## What the task requires
Copy every one of the lines below word for word, but leave the pictures out.

— START Data to process —

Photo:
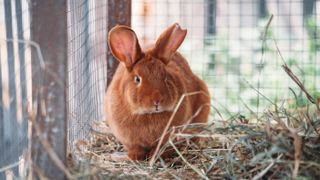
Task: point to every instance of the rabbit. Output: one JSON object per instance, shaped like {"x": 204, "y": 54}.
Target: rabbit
{"x": 146, "y": 88}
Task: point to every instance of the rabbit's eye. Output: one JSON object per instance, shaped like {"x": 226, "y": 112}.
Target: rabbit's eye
{"x": 137, "y": 79}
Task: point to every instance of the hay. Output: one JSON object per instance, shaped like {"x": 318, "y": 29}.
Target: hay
{"x": 283, "y": 143}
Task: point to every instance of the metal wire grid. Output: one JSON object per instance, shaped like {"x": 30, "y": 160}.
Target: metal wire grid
{"x": 87, "y": 50}
{"x": 224, "y": 46}
{"x": 15, "y": 83}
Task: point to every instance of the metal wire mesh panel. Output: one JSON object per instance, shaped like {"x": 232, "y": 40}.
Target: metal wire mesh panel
{"x": 87, "y": 47}
{"x": 224, "y": 46}
{"x": 15, "y": 86}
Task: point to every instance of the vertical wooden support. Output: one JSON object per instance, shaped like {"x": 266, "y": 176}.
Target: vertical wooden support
{"x": 49, "y": 30}
{"x": 119, "y": 12}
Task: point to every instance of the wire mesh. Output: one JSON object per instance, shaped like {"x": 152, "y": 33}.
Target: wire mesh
{"x": 224, "y": 46}
{"x": 87, "y": 49}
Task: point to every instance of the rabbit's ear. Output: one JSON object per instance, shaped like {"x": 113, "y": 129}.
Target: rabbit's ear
{"x": 168, "y": 42}
{"x": 124, "y": 45}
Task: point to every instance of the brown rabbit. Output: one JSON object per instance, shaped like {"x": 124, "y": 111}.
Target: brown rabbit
{"x": 147, "y": 86}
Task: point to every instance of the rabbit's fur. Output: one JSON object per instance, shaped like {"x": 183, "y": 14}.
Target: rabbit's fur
{"x": 147, "y": 86}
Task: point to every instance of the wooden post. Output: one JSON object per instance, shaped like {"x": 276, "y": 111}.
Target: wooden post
{"x": 119, "y": 12}
{"x": 49, "y": 133}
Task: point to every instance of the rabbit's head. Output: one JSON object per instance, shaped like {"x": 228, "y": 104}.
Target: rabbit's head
{"x": 147, "y": 84}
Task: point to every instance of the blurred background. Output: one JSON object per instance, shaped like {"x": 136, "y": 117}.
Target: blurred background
{"x": 225, "y": 47}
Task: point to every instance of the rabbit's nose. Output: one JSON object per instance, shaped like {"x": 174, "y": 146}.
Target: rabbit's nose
{"x": 156, "y": 102}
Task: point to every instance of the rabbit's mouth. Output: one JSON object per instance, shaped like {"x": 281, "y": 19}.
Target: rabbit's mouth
{"x": 153, "y": 110}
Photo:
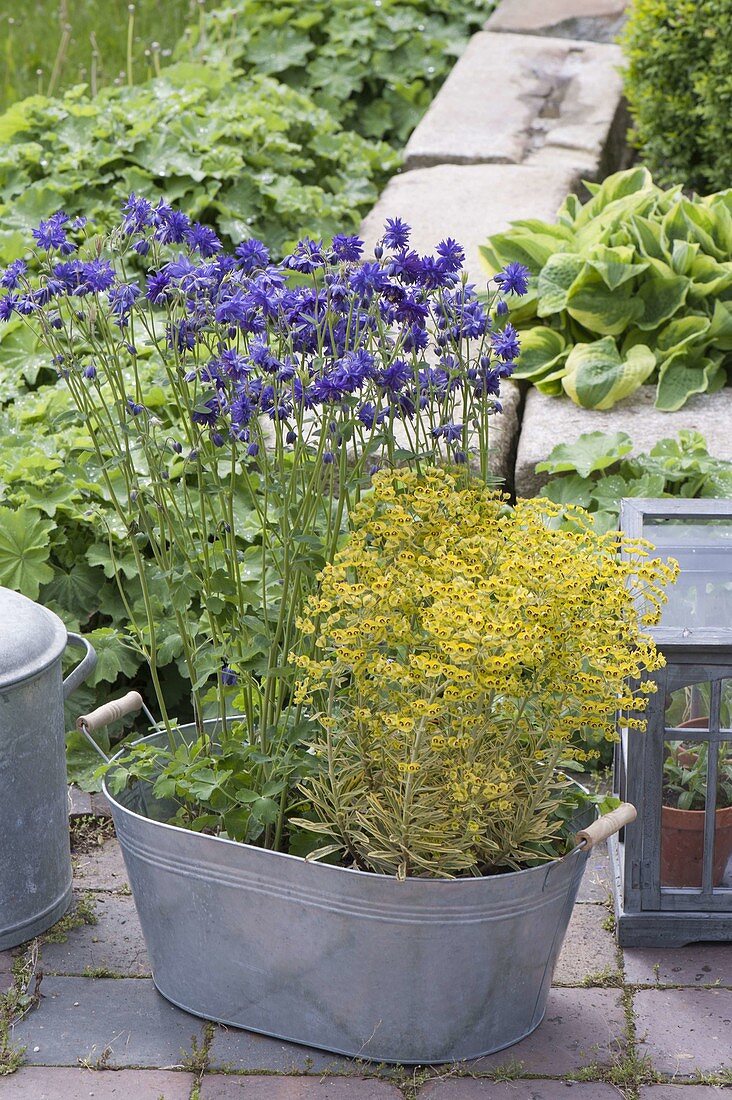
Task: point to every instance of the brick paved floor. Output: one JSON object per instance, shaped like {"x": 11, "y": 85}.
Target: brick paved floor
{"x": 645, "y": 1024}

— END Data to process —

## Complete output
Photo:
Task: point to every instance of the rabbit. Output: one JSON object per instance, shaped like {"x": 204, "y": 54}.
Target: rabbit
{"x": 146, "y": 88}
Task: point to every instance of the rabbit's eye. Output: one JSON object per instance, shaped like {"x": 226, "y": 112}.
Target: rabbit's eye
{"x": 137, "y": 79}
Task: point to every instance of the hay. Output: one JSON object per instance, shaped like {"x": 318, "y": 29}.
Target: hay
{"x": 283, "y": 143}
Task: point to every instance of the metal wire grid. Output: one JSON object per instance, shaped like {"x": 30, "y": 160}.
Target: metal wire grid
{"x": 87, "y": 50}
{"x": 224, "y": 46}
{"x": 15, "y": 83}
Task: point to every instance of the metal wire mesh panel. Output: one JSON object per instance, shaped like {"x": 232, "y": 40}.
Target: metal wire mesh panel
{"x": 87, "y": 47}
{"x": 224, "y": 46}
{"x": 15, "y": 86}
Task: point to every instance of the vertical wooden support. Output: one JSON object per instance, shaped like {"x": 266, "y": 176}.
Target: vertical wooden support
{"x": 49, "y": 30}
{"x": 119, "y": 12}
Task: point to every instance of the wire mesh. Output: one JSON object per instance, shaped like {"x": 152, "y": 33}.
Target: wire mesh
{"x": 224, "y": 46}
{"x": 87, "y": 49}
Task: point to every instance of the rabbit's ear. Output: one JSON object per instance, shaped like {"x": 113, "y": 129}.
Target: rabbit's ear
{"x": 168, "y": 42}
{"x": 124, "y": 45}
Task: point to every instance of the brown rabbit. Output: one JSON object per instance, shaped like {"x": 124, "y": 111}.
Target: brown rabbit
{"x": 147, "y": 86}
Task: point to every instance of the rabbit's fur. Output: one JSON object per instance, shaped like {"x": 183, "y": 14}.
Target: rabbit's fur
{"x": 147, "y": 86}
Task: point to every instance of the wooden post. Output: one JSON object per instance, shaped like {"x": 276, "y": 111}.
Target: wooden post
{"x": 119, "y": 12}
{"x": 49, "y": 133}
Task: point to every instance of the rabbit's head. Output: one JSON object per instance, shaped like {"x": 228, "y": 104}.
Target: rabbit's head
{"x": 147, "y": 84}
Task: point to every instance of the blurred background. Output: one JSON object per instance, shaped like {"x": 136, "y": 117}.
Target: blurred background
{"x": 225, "y": 47}
Task: point to every instance of the rabbit's nose. Output: one JSON object per instance, shaped like {"x": 174, "y": 146}.
Target: rabbit's nose
{"x": 156, "y": 102}
Task: point to every instance of the rabbit's mouth. Output: one JSON object per instance, shaped like {"x": 281, "y": 19}.
Target: rabbit's mouth
{"x": 153, "y": 110}
Photo:
Task: point to every instance of the brick paved floor. Output: one JSON object per instance, shaped like {"x": 11, "y": 85}.
Target: brick paved floor
{"x": 645, "y": 1024}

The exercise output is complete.